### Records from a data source
+ + + + +

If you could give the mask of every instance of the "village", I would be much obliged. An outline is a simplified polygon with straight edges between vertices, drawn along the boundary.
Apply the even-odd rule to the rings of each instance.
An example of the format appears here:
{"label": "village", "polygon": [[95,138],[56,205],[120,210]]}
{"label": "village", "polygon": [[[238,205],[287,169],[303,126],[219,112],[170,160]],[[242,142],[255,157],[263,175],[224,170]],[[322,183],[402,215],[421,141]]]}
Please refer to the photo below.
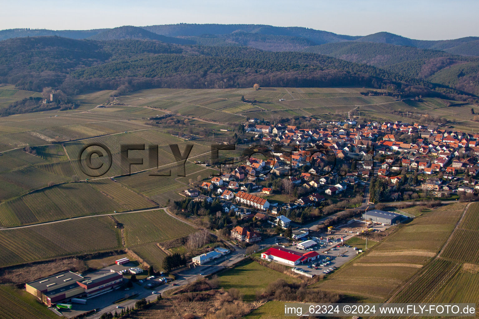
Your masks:
{"label": "village", "polygon": [[[347,119],[318,126],[249,119],[243,128],[256,144],[237,165],[225,166],[230,171],[184,191],[176,207],[192,216],[209,210],[215,215],[209,227],[243,247],[277,235],[288,239],[290,247],[273,246],[262,258],[310,276],[353,258],[344,244],[353,235],[409,219],[381,210],[383,202],[477,198],[479,134],[400,121]],[[377,209],[368,210],[373,204]],[[345,213],[325,218],[338,211]],[[196,257],[198,264],[220,256],[207,253],[204,261]],[[330,266],[332,258],[336,264]]]}

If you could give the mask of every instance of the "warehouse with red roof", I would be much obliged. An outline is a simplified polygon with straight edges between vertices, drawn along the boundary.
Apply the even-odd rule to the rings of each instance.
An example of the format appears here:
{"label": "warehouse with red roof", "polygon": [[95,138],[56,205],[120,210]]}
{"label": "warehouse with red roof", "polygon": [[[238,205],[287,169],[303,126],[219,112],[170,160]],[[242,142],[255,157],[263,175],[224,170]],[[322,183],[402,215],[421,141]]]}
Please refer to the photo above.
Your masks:
{"label": "warehouse with red roof", "polygon": [[261,253],[261,258],[269,262],[274,261],[294,266],[315,260],[319,255],[316,252],[303,253],[281,247],[271,247]]}

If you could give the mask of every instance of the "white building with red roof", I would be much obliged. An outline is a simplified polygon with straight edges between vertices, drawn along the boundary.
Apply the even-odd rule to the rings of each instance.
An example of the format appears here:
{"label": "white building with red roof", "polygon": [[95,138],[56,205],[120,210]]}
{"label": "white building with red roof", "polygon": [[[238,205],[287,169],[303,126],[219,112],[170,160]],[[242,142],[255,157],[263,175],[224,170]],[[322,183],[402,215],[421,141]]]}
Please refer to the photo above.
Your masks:
{"label": "white building with red roof", "polygon": [[281,247],[271,247],[261,253],[261,258],[268,261],[277,261],[288,265],[295,265],[316,260],[319,254],[316,252],[305,253]]}
{"label": "white building with red roof", "polygon": [[241,191],[238,192],[235,199],[239,203],[252,206],[262,210],[266,210],[269,208],[269,202],[264,198]]}

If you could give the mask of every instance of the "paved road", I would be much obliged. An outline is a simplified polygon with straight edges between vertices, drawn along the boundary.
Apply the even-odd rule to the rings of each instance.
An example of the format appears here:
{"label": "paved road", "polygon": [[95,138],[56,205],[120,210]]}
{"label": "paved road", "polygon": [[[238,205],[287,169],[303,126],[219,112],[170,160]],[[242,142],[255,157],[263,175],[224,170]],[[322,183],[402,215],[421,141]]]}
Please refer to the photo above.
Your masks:
{"label": "paved road", "polygon": [[[284,237],[275,236],[266,238],[261,242],[258,243],[260,247],[266,248],[268,246],[274,244],[275,242],[280,242],[284,240]],[[171,284],[164,285],[158,287],[155,290],[159,293],[163,293],[171,289],[178,288],[178,286],[187,285],[197,279],[199,279],[204,277],[211,274],[216,273],[226,267],[231,266],[243,259],[246,258],[245,256],[245,250],[236,247],[235,251],[232,252],[224,257],[215,261],[210,262],[208,264],[197,266],[191,269],[186,269],[181,270],[178,272],[173,272],[177,280],[175,281],[175,286]],[[156,299],[157,295],[151,294],[152,291],[148,290],[144,293],[139,294],[135,297],[135,299],[131,300],[127,300],[125,302],[120,304],[115,304],[107,306],[98,311],[96,313],[93,314],[89,316],[88,318],[91,319],[97,319],[103,313],[106,312],[112,312],[114,313],[115,310],[118,309],[117,306],[126,308],[131,307],[135,305],[135,303],[139,299],[142,298],[145,298],[147,300],[153,301]],[[121,310],[120,310],[121,311]]]}

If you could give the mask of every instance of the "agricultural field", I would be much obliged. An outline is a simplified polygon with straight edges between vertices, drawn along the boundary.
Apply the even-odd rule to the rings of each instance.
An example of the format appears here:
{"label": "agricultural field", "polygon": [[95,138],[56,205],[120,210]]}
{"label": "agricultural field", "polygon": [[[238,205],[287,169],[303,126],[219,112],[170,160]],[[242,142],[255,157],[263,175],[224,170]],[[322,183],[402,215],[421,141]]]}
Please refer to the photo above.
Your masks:
{"label": "agricultural field", "polygon": [[13,85],[0,86],[0,109],[7,107],[13,102],[25,98],[39,98],[41,96],[41,93],[38,92],[17,89]]}
{"label": "agricultural field", "polygon": [[[243,295],[243,300],[246,302],[254,301],[257,292],[261,292],[270,283],[278,279],[285,279],[287,282],[298,281],[256,262],[247,260],[233,268],[221,273],[218,278],[220,286],[227,290],[231,288],[239,289]],[[254,281],[251,278],[254,278]]]}
{"label": "agricultural field", "polygon": [[121,204],[126,209],[134,210],[154,207],[157,205],[153,201],[128,189],[119,183],[110,178],[93,180],[93,187],[106,194],[110,198]]}
{"label": "agricultural field", "polygon": [[127,246],[162,242],[186,236],[194,231],[162,209],[121,214],[115,218],[123,224]]}
{"label": "agricultural field", "polygon": [[163,270],[163,260],[167,255],[157,245],[156,242],[135,246],[129,249],[148,264],[153,266],[155,271]]}
{"label": "agricultural field", "polygon": [[479,304],[479,266],[464,264],[439,291],[432,302],[466,302]]}
{"label": "agricultural field", "polygon": [[58,316],[26,291],[7,286],[0,287],[0,318],[9,319],[55,319]]}
{"label": "agricultural field", "polygon": [[268,301],[244,318],[245,319],[283,319],[285,318],[285,302]]}
{"label": "agricultural field", "polygon": [[[366,112],[418,111],[446,108],[447,101],[425,99],[405,103],[388,96],[365,96],[360,88],[262,88],[219,89],[151,89],[119,97],[130,106],[143,106],[205,120],[232,123],[256,117],[268,120],[345,113],[358,108]],[[242,102],[241,98],[257,102]],[[284,100],[280,101],[280,99]],[[433,115],[433,114],[431,114]]]}
{"label": "agricultural field", "polygon": [[446,205],[400,225],[372,249],[315,286],[363,301],[387,299],[437,254],[466,205]]}
{"label": "agricultural field", "polygon": [[479,264],[479,203],[471,204],[442,256]]}
{"label": "agricultural field", "polygon": [[437,291],[452,278],[460,266],[459,264],[441,258],[433,261],[391,302],[433,302]]}
{"label": "agricultural field", "polygon": [[70,183],[4,201],[0,224],[11,227],[127,210],[87,183]]}
{"label": "agricultural field", "polygon": [[[354,237],[348,239],[345,242],[345,243],[353,247],[357,247],[358,249],[366,249],[366,241],[362,238],[357,237]],[[377,242],[375,242],[370,240],[367,241],[367,248],[370,249],[376,246]]]}
{"label": "agricultural field", "polygon": [[[116,179],[135,191],[148,196],[160,205],[166,206],[169,199],[178,200],[182,198],[178,193],[188,188],[189,179],[195,181],[198,179],[198,176],[206,178],[207,176],[210,176],[211,171],[210,169],[205,170],[204,166],[187,161],[184,168],[184,173],[186,175],[185,177],[177,176],[183,174],[182,166],[170,164],[158,171],[150,170],[132,174],[131,176],[116,177]],[[169,174],[170,171],[171,176],[150,175]]]}
{"label": "agricultural field", "polygon": [[0,231],[0,266],[114,249],[119,236],[107,216]]}

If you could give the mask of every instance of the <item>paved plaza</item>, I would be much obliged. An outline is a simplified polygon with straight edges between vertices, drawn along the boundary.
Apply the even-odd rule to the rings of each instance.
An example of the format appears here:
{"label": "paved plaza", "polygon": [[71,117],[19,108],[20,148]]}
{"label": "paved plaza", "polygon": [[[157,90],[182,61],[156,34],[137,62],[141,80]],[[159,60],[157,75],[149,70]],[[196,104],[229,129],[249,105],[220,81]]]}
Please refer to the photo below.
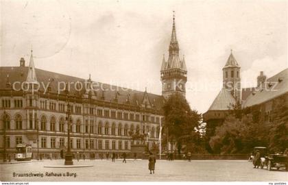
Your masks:
{"label": "paved plaza", "polygon": [[[288,173],[284,169],[269,171],[253,169],[251,162],[243,160],[157,160],[154,175],[149,174],[148,161],[145,160],[128,160],[126,164],[121,160],[115,162],[106,160],[74,160],[75,164],[93,166],[44,167],[63,164],[62,160],[45,160],[0,164],[1,181],[288,181]],[[64,177],[67,173],[70,176]],[[30,176],[42,173],[43,177],[13,177],[23,173]]]}

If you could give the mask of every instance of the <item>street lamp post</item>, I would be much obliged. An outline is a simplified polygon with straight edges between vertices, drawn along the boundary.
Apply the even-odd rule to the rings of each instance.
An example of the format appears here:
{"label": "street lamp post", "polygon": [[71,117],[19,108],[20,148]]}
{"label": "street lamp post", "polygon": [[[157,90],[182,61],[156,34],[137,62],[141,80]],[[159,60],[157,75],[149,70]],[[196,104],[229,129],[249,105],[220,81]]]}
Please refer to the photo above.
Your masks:
{"label": "street lamp post", "polygon": [[4,145],[3,145],[3,147],[4,147],[4,150],[3,150],[3,162],[7,162],[7,160],[6,160],[6,112],[4,110],[4,115],[3,115],[3,122],[4,122],[4,125],[3,125],[3,135],[4,135],[4,139],[3,139],[3,141],[4,141]]}
{"label": "street lamp post", "polygon": [[65,154],[65,162],[64,165],[73,165],[73,160],[72,160],[72,153],[70,149],[70,122],[71,122],[71,108],[70,105],[68,103],[67,105],[67,112],[66,112],[66,121],[67,121],[68,125],[68,147],[67,147],[67,152]]}
{"label": "street lamp post", "polygon": [[39,160],[39,123],[38,118],[36,119],[37,129],[37,160]]}

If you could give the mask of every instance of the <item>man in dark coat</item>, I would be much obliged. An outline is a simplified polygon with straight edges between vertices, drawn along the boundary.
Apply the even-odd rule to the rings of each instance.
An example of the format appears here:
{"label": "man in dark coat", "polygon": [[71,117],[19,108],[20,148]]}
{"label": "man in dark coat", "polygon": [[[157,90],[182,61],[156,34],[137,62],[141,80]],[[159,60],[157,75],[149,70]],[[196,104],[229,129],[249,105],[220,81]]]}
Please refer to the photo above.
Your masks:
{"label": "man in dark coat", "polygon": [[256,154],[255,154],[255,157],[254,158],[254,161],[253,161],[253,164],[254,164],[254,168],[255,169],[256,166],[257,166],[257,169],[259,168],[259,165],[260,165],[260,151],[259,150],[257,150],[256,151]]}
{"label": "man in dark coat", "polygon": [[112,162],[115,162],[115,158],[116,158],[115,152],[112,153]]}
{"label": "man in dark coat", "polygon": [[150,171],[150,174],[154,173],[155,170],[156,157],[152,152],[149,152],[148,167]]}
{"label": "man in dark coat", "polygon": [[122,162],[125,162],[125,163],[126,163],[126,153],[125,152],[123,153],[123,161],[122,161]]}
{"label": "man in dark coat", "polygon": [[188,157],[188,161],[191,162],[191,153],[190,151],[188,152],[187,157]]}

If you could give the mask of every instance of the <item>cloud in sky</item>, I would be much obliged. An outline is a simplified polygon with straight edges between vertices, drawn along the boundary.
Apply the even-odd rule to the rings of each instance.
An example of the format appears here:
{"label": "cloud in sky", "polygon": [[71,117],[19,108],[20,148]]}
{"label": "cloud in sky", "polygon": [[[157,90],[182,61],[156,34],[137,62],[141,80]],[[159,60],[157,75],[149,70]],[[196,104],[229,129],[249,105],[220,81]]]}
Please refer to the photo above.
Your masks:
{"label": "cloud in sky", "polygon": [[[29,61],[32,45],[37,68],[82,78],[91,73],[94,80],[141,90],[147,86],[159,95],[160,69],[163,53],[167,58],[175,10],[191,85],[187,98],[200,112],[221,87],[221,69],[230,49],[243,82],[256,84],[260,71],[269,77],[287,67],[285,1],[1,3],[1,66],[18,66],[23,56]],[[204,83],[213,88],[200,88]]]}

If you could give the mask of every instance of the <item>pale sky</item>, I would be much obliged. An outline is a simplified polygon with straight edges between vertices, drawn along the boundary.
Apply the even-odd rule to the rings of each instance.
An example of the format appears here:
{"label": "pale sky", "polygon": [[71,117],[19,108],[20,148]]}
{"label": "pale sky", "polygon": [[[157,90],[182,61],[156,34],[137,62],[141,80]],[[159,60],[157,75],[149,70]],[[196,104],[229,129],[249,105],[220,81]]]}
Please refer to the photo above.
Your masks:
{"label": "pale sky", "polygon": [[1,1],[0,66],[38,69],[161,94],[176,12],[187,99],[205,112],[221,88],[230,49],[242,87],[287,68],[286,1]]}

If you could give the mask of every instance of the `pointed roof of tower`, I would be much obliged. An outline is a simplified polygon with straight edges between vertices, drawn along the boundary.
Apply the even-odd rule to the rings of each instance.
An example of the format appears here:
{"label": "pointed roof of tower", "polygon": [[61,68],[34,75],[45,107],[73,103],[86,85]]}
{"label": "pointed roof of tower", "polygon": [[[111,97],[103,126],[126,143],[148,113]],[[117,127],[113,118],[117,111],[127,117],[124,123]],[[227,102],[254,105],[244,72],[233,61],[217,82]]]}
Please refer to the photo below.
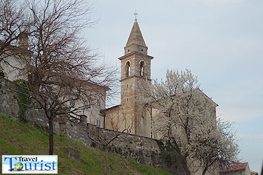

+ + + + +

### WHAT TO PRODUCE
Count the lines in the rows above that contain the string "tower", treating case as significant. Give only the number.

### IN RESPONSE
3